--- The input Enclosed Below ---

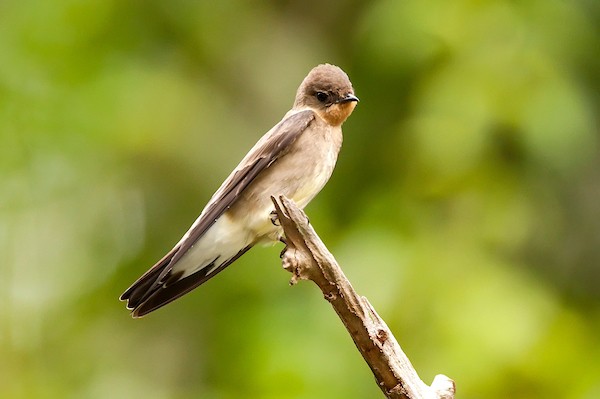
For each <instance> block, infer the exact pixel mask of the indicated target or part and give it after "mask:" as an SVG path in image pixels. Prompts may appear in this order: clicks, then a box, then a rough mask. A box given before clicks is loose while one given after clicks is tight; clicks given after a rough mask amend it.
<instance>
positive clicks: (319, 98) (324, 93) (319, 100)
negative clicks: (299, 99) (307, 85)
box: [315, 91, 329, 103]
mask: <svg viewBox="0 0 600 399" xmlns="http://www.w3.org/2000/svg"><path fill="white" fill-rule="evenodd" d="M315 96H317V100H319V101H320V102H322V103H324V102H326V101H327V99H328V98H329V95H328V94H327V93H325V92H324V91H318V92H317V93H316V94H315Z"/></svg>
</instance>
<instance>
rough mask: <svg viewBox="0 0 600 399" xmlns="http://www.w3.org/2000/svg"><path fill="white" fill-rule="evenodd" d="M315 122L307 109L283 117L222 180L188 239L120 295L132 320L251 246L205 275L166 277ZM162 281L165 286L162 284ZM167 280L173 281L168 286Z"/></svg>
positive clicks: (229, 260) (138, 279)
mask: <svg viewBox="0 0 600 399" xmlns="http://www.w3.org/2000/svg"><path fill="white" fill-rule="evenodd" d="M314 119H315V114H314V113H313V111H310V110H306V111H301V112H298V113H295V114H293V115H291V116H289V117H287V118H285V119H284V120H283V121H281V122H280V123H279V125H278V126H276V127H275V128H274V131H273V132H272V134H271V136H270V138H269V139H268V140H266V141H265V142H264V143H263V144H262V145H261V146H260V147H258V148H256V149H255V150H254V152H253V154H249V155H248V156H247V157H246V158H247V161H246V162H245V165H240V166H239V167H238V169H237V170H236V171H234V172H233V173H232V174H231V175H230V176H229V177H228V178H227V180H225V182H224V183H223V185H222V187H221V188H220V189H219V191H217V193H219V194H218V195H217V196H216V197H214V198H213V199H212V200H211V201H210V203H209V204H208V206H207V208H206V211H205V212H204V214H203V215H202V218H201V219H200V220H199V221H198V222H197V223H195V224H194V226H193V227H192V229H191V231H190V232H189V236H188V238H187V239H186V240H184V241H183V242H181V243H180V244H178V245H177V246H175V248H173V249H172V250H171V251H169V253H167V254H166V255H165V256H164V257H163V258H162V259H161V260H160V261H158V262H157V263H156V264H155V265H154V266H153V267H152V268H151V269H150V270H148V271H147V272H146V273H144V275H142V276H141V277H140V278H139V279H138V280H137V281H136V282H135V283H133V285H132V286H131V287H129V288H128V289H127V291H125V292H124V293H123V295H121V298H120V299H121V300H123V301H125V300H126V301H127V307H128V308H129V309H133V316H134V317H139V316H143V315H144V314H147V313H149V312H151V311H153V310H155V309H157V308H159V307H161V306H163V305H166V304H167V303H169V302H171V301H173V300H175V299H177V298H179V297H180V296H182V295H184V294H186V293H188V292H189V291H191V290H193V289H194V288H196V287H197V286H199V285H200V284H202V283H204V282H205V281H206V280H208V279H210V278H211V277H213V276H214V275H216V274H217V273H218V272H220V271H221V270H223V269H224V268H225V267H227V266H228V265H230V264H231V263H232V262H233V261H235V260H236V259H237V258H239V257H240V256H241V255H243V254H244V253H245V252H246V251H247V250H248V249H250V247H246V248H243V249H241V250H240V252H238V254H237V255H236V256H234V257H233V258H232V259H230V260H228V261H227V262H225V263H223V264H222V265H219V267H218V268H217V269H215V270H214V271H212V272H211V273H210V274H208V275H207V274H206V271H204V272H203V270H209V269H210V268H204V269H201V270H199V271H198V272H196V273H194V274H191V275H190V276H187V277H186V278H184V279H181V280H176V281H174V279H173V278H170V276H169V274H170V272H171V270H172V268H173V265H175V263H176V262H177V261H179V260H180V259H181V258H182V257H183V256H184V255H185V253H186V252H187V251H188V250H189V249H190V248H191V247H192V246H193V245H194V244H195V243H196V242H197V241H198V240H199V239H200V238H201V237H202V236H203V235H204V233H206V231H207V230H208V229H209V228H210V227H211V226H212V225H213V224H214V223H215V222H216V221H217V219H218V218H219V217H221V215H223V213H224V212H225V211H227V209H229V208H230V207H231V206H232V205H233V204H234V203H235V201H236V200H237V199H238V198H239V195H240V193H241V192H243V191H244V189H245V188H246V187H248V185H249V184H250V183H251V182H252V181H253V180H254V179H255V178H256V177H257V176H258V175H259V174H260V173H261V172H262V171H263V170H265V169H266V168H268V167H269V166H271V165H272V164H273V162H275V161H276V160H277V159H278V158H280V157H282V156H283V155H285V154H286V152H287V149H289V147H290V146H291V144H292V143H293V142H294V141H296V139H297V138H298V137H299V136H300V134H302V132H303V131H304V130H305V129H306V128H307V127H308V125H309V124H310V123H311V122H312V121H313V120H314ZM173 277H175V276H173ZM165 281H166V282H167V283H164V282H165ZM169 281H174V282H173V283H170V284H169V283H168V282H169Z"/></svg>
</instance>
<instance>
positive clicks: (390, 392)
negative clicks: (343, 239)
mask: <svg viewBox="0 0 600 399" xmlns="http://www.w3.org/2000/svg"><path fill="white" fill-rule="evenodd" d="M272 200H273V203H274V204H275V210H276V212H277V216H278V218H279V222H280V223H281V226H282V227H283V230H284V232H285V242H286V248H285V249H284V252H282V263H283V267H284V269H286V270H287V271H289V272H291V273H292V274H293V276H292V279H291V284H295V283H296V282H298V280H312V281H313V282H314V283H315V284H317V286H318V287H319V288H320V289H321V291H322V292H323V295H324V297H325V299H327V300H328V301H329V303H331V305H332V306H333V308H334V309H335V311H336V313H337V314H338V316H339V317H340V319H341V320H342V322H343V323H344V325H345V326H346V329H347V330H348V332H349V333H350V336H351V337H352V339H353V340H354V343H355V344H356V347H357V348H358V350H359V351H360V353H361V355H362V356H363V358H364V359H365V361H366V362H367V364H368V365H369V367H370V368H371V371H372V372H373V374H374V376H375V379H376V380H377V384H378V385H379V387H380V389H381V390H382V391H383V393H384V394H385V396H386V397H387V398H394V399H400V398H402V399H425V398H426V399H453V398H454V392H455V386H454V382H453V381H452V380H451V379H449V378H448V377H446V376H443V375H438V376H436V377H435V379H434V381H433V383H432V384H431V386H428V385H427V384H425V383H424V382H423V381H421V379H420V378H419V376H418V375H417V372H416V371H415V369H414V368H413V366H412V364H411V363H410V360H409V359H408V357H407V356H406V355H405V354H404V352H403V351H402V349H401V348H400V345H398V342H397V341H396V339H395V338H394V336H393V334H392V332H391V331H390V329H389V328H388V326H387V325H386V324H385V322H384V321H383V319H381V317H379V315H378V314H377V313H376V312H375V309H373V307H372V306H371V304H370V303H369V301H367V299H366V298H365V297H360V296H358V294H357V293H356V291H354V289H353V288H352V285H351V284H350V281H348V279H347V278H346V276H345V275H344V273H343V272H342V269H341V268H340V267H339V265H338V264H337V262H336V260H335V259H334V257H333V255H332V254H331V253H330V252H329V250H327V248H326V247H325V244H323V242H322V241H321V239H320V238H319V236H318V235H317V233H316V232H315V231H314V229H313V228H312V226H310V225H309V223H308V218H307V217H306V214H304V212H303V211H301V210H300V209H299V208H298V207H297V206H296V204H295V203H294V202H293V201H291V200H289V199H288V198H286V197H283V196H282V197H280V198H279V200H277V199H275V198H273V197H272Z"/></svg>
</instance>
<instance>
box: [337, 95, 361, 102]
mask: <svg viewBox="0 0 600 399" xmlns="http://www.w3.org/2000/svg"><path fill="white" fill-rule="evenodd" d="M351 101H356V102H358V101H359V100H358V97H356V96H355V95H354V94H347V95H346V97H344V98H340V99H339V100H338V101H337V103H349V102H351Z"/></svg>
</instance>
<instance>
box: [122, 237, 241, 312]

--- End of Enclosed The input ---

◆ Work required
Lay out the records as a Markdown table, from the start through the line containing "negative clicks: (299, 99) (307, 85)", both ends included. Use the columns Row and Line, numbering each line, and leave out blank lines and the pictures.

◆ Exercise response
| Row | Line |
|---|---|
| 1 | For each <instance> block, infer the exact pixel mask of the indicated target or part and give it after "mask:" as an SVG path in image pixels. Prompts may appear in this order: clicks, then a box, then a rough mask. A box given before clicks is loose while one given after clicks is tight; clicks given after a rough mask amend it. |
| 2 | <instance> |
| 3 | positive clicks: (319, 98) (324, 93) (319, 100) |
| 4 | negative clicks: (299, 99) (307, 85) |